__Study text__

* * *

In the case of the ADP-bound state, we also performed a reference simulation of 400 ns length with the same starting conformation, but with zero voltage. These two simulations are referred to in the following as “volt-“ and “relax”-simulation/trajectory. For the ADP-bound state, ΔΨ stimulates motion of all channel helices and the SS. The most significant impact is observed for the positions of helices TM2b, TM7 and the plug (Fig. 6a and b; further structures comparing the volt- and relax-trajectories are presented in ESI, Fig. S6 and S16).


image file: d4cp03201b-f6.tif
Fig. 6 Overlay of the conformations obtained in the volt- and relax-simulations of the ADP-bound state. The last frames of the volt- and relax-trajectories are red and blue, respectively, while the starting conformation is colored cyan. Presentations in (a) and (b) are side views along the y- and x-axis, respectively. Changes in the dipole orientation of the helices TM2b and signal sequence (SS), when the external electric field is applied (black arrow), are shown in (c). Movements of selected helices, stimulated by the voltage, are shown in (d)–(f) with side views along the y- and x-axis, respectively, in (d) and (e), and a view from the cytoplasm in (f). The small black arrows indicate the motions of the corresponding helices.

Upon application of the external field (volt-simulation), TM2b moves outwards. In contrast, in the relax-simulation, we observe motions driving the helix inwards that result in a pronounced decrease in the PR distance TM2b-TM10 (Fig. 6b; ESI, Fig. S16). The latter is defined as in our earlier work10 as the COM distance between residues Ile 81 and Ile 403 quantifying the opening of the PR between helices TM2b and TM10 (Fig. 1c; cf. also Fig. 1a in ref. 10). Displacement of the plug in the volt-trajectory brings it closer to TM5, in contrast to the relax-simulation, where it undergoes an upward shift only (Fig. 6b). The dynamics of TM7 reveals rotations in opposite directions for the two simulations (Fig. 6a and ESI, Fig. S16). This leads to a widening of the LG in the case of the applied voltage, and the opposite effect for the relax-trajectory. Furthermore, in the latter case, motion of both TM7 and the plug reduces the space available for the substrate, which should raise a barrier for translocation. In contrast, the distance TM7-plug increases, when the voltage is applied (ESI, Fig. S16).

Therefore, according to our results, the major effect of the membrane potential in the ADP-bound state involves keeping the LG open and shifting the plug away from the center of the translocon. Based on the observed dynamics, we can suggest the following simplified model of the above phenomena: The reorientation of the helix dipoles of TM2b and SS in the external field brings these helices closer to each other (Fig. 6c and d). To avoid overlap, the SS helix undergoes a lateral displacement versus TM7. The latter moves aside, thereby widening the LG and PR (Fig. 6d). Ending up in the proximity of the TM2b/3 linker, the N-terminus of the SS enforces a lateral shift that stimulates the consecutive motions of TM2b, TM3 and TM4 (Fig. 6e). As a result, the TM3/4 linker pulls the plug closer to SecE and fixes it in this position (Fig. 6f). This, together with the rearrangement of the TM9/10 linker contributes to the backside shift of the plug.

* * *

__Data provided__
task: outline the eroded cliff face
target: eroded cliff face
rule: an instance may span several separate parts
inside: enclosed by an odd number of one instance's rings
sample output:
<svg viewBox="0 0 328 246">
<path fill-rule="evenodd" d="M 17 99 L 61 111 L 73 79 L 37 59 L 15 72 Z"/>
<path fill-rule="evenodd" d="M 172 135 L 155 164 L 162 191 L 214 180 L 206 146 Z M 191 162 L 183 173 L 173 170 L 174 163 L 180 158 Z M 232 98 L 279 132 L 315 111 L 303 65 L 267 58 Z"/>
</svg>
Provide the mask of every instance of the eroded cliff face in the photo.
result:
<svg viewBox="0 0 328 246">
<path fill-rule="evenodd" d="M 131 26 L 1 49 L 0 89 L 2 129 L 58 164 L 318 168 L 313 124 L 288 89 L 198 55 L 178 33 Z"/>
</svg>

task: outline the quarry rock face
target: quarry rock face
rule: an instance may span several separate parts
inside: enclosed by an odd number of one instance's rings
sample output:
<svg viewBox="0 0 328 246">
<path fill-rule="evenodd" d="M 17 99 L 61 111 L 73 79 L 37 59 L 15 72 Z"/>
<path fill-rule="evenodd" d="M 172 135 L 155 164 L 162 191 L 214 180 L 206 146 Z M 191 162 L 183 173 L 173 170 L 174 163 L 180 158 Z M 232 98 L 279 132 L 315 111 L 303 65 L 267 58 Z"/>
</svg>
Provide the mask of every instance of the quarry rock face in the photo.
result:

* * *

__Exercise requirements__
Please list every linker named in the simulation text above.

__Output of the exercise__
TM2b/3 linker, TM3/4 linker, TM9/10 linker